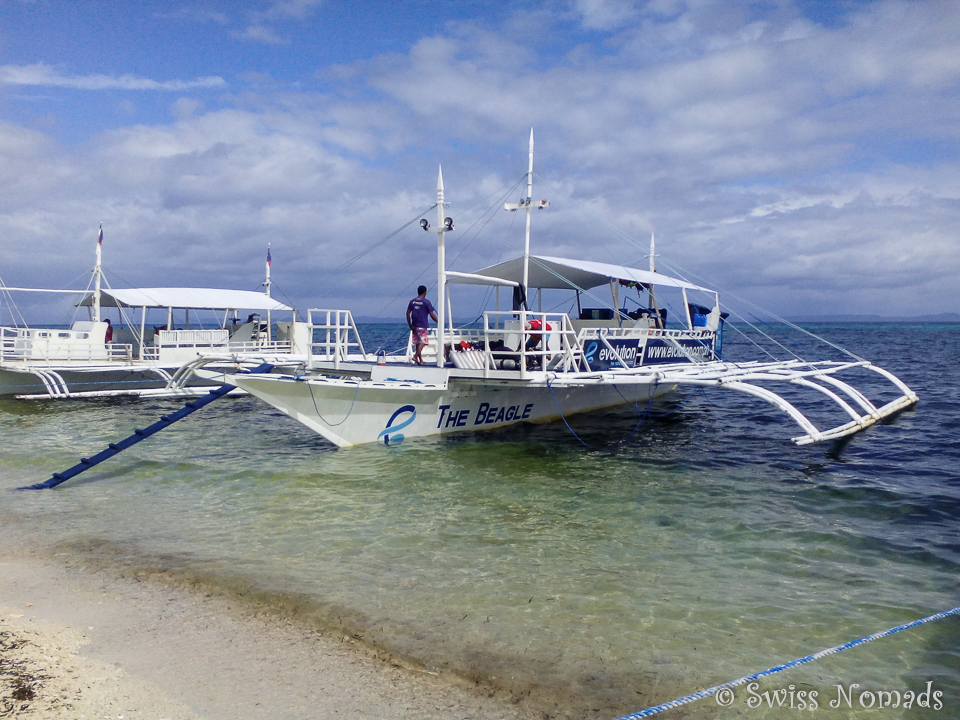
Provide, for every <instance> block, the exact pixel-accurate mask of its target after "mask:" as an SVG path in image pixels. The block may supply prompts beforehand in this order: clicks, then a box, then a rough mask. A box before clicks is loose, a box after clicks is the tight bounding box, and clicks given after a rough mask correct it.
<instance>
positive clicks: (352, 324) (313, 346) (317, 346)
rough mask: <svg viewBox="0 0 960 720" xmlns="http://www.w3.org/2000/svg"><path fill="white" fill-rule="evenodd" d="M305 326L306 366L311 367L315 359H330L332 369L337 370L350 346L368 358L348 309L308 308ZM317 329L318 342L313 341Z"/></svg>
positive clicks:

^^^^

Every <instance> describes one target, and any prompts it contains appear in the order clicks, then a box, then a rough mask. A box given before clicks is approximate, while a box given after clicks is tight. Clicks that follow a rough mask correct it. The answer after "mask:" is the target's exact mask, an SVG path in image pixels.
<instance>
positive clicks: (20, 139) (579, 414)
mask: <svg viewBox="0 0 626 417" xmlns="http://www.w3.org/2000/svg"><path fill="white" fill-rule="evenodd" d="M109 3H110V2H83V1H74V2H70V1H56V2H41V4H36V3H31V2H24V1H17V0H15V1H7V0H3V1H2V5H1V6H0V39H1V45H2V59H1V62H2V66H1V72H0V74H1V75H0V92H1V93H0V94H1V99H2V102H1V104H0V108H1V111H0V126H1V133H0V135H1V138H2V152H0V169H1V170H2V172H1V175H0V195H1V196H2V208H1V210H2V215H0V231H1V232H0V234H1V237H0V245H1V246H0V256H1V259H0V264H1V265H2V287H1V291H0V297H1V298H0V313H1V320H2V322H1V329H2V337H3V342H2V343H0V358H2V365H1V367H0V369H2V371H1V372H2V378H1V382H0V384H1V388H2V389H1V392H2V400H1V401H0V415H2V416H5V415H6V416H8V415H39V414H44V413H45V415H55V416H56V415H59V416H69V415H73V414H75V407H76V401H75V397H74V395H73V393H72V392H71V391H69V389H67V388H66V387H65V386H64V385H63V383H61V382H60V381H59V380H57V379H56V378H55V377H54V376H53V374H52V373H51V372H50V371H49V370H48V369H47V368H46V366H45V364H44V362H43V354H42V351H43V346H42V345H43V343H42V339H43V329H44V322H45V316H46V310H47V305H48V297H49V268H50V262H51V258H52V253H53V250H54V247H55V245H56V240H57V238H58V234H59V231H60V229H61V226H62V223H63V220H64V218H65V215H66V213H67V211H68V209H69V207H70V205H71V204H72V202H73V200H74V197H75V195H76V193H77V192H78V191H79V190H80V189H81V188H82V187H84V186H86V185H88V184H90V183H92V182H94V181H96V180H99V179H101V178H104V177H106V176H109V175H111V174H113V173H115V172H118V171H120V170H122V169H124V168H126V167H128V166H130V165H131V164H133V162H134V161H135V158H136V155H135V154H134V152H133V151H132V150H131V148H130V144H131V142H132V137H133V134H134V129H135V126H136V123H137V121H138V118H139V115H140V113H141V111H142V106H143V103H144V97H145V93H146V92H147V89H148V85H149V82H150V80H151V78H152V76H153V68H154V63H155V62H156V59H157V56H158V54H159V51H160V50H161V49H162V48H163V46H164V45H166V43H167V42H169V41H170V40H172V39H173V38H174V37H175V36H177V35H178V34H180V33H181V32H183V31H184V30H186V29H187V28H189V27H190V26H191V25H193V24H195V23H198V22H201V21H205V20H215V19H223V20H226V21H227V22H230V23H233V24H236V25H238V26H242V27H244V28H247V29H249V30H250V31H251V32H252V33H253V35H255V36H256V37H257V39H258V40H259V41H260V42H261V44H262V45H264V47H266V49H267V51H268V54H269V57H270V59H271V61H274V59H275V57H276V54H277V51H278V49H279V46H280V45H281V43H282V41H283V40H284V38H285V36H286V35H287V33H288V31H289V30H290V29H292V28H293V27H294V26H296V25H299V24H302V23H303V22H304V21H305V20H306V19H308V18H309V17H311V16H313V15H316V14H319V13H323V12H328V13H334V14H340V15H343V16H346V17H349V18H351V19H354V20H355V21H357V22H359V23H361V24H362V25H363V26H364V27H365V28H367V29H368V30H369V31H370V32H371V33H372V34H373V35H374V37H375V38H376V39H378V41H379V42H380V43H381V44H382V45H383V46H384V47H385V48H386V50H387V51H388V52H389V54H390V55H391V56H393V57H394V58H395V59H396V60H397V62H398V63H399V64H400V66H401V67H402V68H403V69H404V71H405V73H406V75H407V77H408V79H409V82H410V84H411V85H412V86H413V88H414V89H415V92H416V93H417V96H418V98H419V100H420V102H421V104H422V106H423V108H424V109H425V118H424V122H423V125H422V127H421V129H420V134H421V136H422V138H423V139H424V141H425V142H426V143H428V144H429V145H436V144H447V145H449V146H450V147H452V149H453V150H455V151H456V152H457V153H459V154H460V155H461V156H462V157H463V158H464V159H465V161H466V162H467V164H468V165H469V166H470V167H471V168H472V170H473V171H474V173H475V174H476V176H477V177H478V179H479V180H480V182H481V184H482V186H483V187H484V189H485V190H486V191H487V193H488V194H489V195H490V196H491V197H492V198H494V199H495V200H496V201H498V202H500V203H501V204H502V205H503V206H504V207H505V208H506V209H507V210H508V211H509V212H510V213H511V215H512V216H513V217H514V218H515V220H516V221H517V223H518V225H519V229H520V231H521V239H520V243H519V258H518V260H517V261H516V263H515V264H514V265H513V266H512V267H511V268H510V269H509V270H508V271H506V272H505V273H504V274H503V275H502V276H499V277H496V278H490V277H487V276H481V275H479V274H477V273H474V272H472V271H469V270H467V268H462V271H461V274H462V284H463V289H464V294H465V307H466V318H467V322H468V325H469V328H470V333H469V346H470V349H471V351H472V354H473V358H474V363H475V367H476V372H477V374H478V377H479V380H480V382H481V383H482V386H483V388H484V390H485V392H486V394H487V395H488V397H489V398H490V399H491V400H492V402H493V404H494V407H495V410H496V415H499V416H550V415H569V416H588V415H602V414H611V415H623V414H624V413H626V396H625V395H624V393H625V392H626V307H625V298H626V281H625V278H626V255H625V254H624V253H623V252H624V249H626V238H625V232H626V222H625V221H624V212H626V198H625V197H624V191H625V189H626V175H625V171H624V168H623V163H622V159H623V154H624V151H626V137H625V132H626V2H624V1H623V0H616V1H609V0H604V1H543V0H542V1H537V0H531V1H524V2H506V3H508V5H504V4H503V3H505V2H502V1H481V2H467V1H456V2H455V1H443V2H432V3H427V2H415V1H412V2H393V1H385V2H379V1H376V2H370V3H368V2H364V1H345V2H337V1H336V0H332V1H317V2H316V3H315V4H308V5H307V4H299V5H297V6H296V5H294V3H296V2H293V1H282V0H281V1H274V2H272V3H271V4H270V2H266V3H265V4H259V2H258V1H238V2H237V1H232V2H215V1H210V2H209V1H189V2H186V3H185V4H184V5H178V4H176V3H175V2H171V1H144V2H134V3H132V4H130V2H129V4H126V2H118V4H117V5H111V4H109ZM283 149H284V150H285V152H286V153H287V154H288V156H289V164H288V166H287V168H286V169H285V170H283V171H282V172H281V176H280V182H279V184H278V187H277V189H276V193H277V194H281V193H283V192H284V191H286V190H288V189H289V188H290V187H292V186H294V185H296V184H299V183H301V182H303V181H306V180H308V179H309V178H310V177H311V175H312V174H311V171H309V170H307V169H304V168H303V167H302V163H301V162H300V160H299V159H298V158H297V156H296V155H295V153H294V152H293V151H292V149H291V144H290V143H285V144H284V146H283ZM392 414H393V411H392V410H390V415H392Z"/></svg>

^^^^

* _WHAT YOU WILL DO_
The answer must be a single number: how many lines in the listing above include the word "before".

* _FINISHED EXERCISE_
2